Data shown start
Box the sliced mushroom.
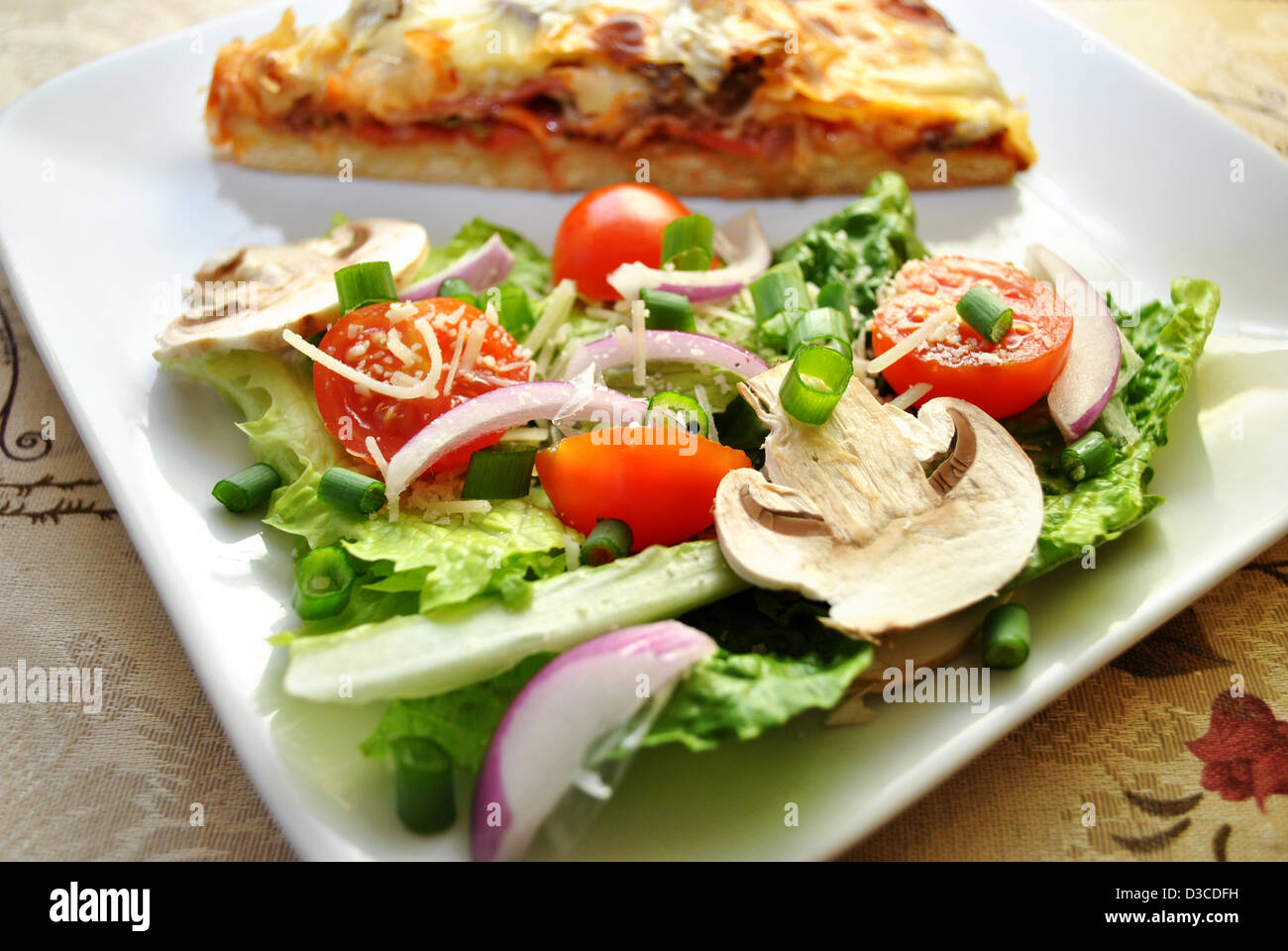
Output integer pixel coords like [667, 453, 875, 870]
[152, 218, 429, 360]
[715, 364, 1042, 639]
Data shown end
Data shown start
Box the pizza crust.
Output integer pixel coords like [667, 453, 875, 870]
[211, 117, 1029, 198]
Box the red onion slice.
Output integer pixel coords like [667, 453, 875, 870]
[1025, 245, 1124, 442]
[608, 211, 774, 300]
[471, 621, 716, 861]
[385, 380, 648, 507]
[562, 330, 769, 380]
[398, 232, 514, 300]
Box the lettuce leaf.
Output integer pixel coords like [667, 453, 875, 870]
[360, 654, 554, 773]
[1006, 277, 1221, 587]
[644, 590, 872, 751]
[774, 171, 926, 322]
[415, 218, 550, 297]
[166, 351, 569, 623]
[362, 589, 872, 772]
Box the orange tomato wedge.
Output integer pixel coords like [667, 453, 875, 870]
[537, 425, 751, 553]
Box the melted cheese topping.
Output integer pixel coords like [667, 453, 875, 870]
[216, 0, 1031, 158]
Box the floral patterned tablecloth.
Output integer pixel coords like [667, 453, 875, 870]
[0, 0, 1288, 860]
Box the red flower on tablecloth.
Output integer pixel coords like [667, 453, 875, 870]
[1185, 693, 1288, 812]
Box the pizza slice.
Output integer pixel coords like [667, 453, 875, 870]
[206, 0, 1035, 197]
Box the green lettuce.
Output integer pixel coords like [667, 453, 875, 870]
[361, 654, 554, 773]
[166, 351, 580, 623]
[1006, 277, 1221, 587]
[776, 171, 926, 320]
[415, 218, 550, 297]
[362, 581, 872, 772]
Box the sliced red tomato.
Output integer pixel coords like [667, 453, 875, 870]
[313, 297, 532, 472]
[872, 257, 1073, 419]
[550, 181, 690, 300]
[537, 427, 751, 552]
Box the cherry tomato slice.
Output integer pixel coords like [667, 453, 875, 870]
Data shown end
## Your objective
Report every line of the material that contains the word "tomato", copying each such line in full. Case counts.

## Reply
Box the orange tomato wedge.
Box the sliced red tomato.
Box the cherry tomato slice.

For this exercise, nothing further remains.